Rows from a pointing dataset
— start —
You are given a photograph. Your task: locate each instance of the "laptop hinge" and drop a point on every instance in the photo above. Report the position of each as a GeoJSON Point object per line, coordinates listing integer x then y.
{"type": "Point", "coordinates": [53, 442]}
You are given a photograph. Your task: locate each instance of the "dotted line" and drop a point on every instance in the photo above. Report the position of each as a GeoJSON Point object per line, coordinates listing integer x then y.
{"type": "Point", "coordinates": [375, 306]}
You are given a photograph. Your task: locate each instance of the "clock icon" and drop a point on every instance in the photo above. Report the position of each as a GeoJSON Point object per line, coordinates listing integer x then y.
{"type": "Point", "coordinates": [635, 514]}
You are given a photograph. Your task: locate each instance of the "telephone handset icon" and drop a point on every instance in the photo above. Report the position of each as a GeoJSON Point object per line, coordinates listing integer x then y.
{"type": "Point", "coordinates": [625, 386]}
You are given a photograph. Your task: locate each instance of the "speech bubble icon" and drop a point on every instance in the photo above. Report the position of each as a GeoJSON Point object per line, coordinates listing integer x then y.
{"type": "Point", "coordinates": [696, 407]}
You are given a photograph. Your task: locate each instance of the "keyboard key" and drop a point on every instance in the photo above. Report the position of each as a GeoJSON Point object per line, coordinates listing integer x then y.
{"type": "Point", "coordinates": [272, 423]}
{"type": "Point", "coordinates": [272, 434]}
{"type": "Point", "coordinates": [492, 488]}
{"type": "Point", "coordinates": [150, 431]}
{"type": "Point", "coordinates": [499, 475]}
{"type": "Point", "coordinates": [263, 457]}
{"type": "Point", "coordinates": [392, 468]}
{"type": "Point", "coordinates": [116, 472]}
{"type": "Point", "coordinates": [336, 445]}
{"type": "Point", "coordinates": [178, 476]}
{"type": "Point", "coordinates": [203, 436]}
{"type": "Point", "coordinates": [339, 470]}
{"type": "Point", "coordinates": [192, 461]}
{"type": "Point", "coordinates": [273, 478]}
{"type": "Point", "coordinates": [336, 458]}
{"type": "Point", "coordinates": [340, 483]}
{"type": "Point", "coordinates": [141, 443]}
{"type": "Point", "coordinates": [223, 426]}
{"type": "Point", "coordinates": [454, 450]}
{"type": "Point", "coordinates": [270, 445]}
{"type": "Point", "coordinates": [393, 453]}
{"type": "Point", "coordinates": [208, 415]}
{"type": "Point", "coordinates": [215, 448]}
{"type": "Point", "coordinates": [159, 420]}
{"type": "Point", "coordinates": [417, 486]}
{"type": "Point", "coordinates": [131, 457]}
— end —
Exercise
Go through the records above and set each one down exactly, please.

Solution to this exercise
You are given a photograph. Your task: locate each instance of the "laptop hinge" and drop a point on every instance in the photo above. Report the position of each as a GeoJSON Point object per line, coordinates listing integer x then y.
{"type": "Point", "coordinates": [53, 442]}
You are given a photograph. Your task: locate each instance of the "dotted line" and drop a point on every instance in the photo above. Report the position of each as a GeoJSON Point object per line, coordinates listing integer x then y.
{"type": "Point", "coordinates": [375, 306]}
You are given a photograph. Your task: locate each instance of the "clock icon" and drop a point on every instance in the photo above. Report the position of each as a GeoJSON Point object per line, coordinates listing integer x then y.
{"type": "Point", "coordinates": [635, 514]}
You are given a photograph. Your task: locate each instance of the "telephone handset icon" and drop a point on every instance in the photo above. Report the position of each as a GeoJSON Point object per line, coordinates listing integer x then y.
{"type": "Point", "coordinates": [625, 386]}
You are given a photograph. Your task: locate each instance of the "speech bubble icon" and drop a point on every instance in the photo above. Report the position of each as a GeoJSON Point object per line, coordinates listing integer x then y.
{"type": "Point", "coordinates": [696, 407]}
You are given a photograph. Your task: locate each instance of the "keyboard key" and drop a point on every instance in the photo above. Report the position of each as a GeoJSON Point object per line, coordinates listing integer x then y.
{"type": "Point", "coordinates": [272, 423]}
{"type": "Point", "coordinates": [272, 434]}
{"type": "Point", "coordinates": [492, 488]}
{"type": "Point", "coordinates": [150, 431]}
{"type": "Point", "coordinates": [499, 475]}
{"type": "Point", "coordinates": [263, 457]}
{"type": "Point", "coordinates": [392, 468]}
{"type": "Point", "coordinates": [116, 472]}
{"type": "Point", "coordinates": [336, 445]}
{"type": "Point", "coordinates": [178, 476]}
{"type": "Point", "coordinates": [203, 436]}
{"type": "Point", "coordinates": [339, 470]}
{"type": "Point", "coordinates": [192, 461]}
{"type": "Point", "coordinates": [273, 478]}
{"type": "Point", "coordinates": [336, 458]}
{"type": "Point", "coordinates": [340, 483]}
{"type": "Point", "coordinates": [141, 443]}
{"type": "Point", "coordinates": [223, 426]}
{"type": "Point", "coordinates": [454, 450]}
{"type": "Point", "coordinates": [270, 445]}
{"type": "Point", "coordinates": [393, 453]}
{"type": "Point", "coordinates": [208, 415]}
{"type": "Point", "coordinates": [215, 448]}
{"type": "Point", "coordinates": [159, 420]}
{"type": "Point", "coordinates": [417, 486]}
{"type": "Point", "coordinates": [131, 457]}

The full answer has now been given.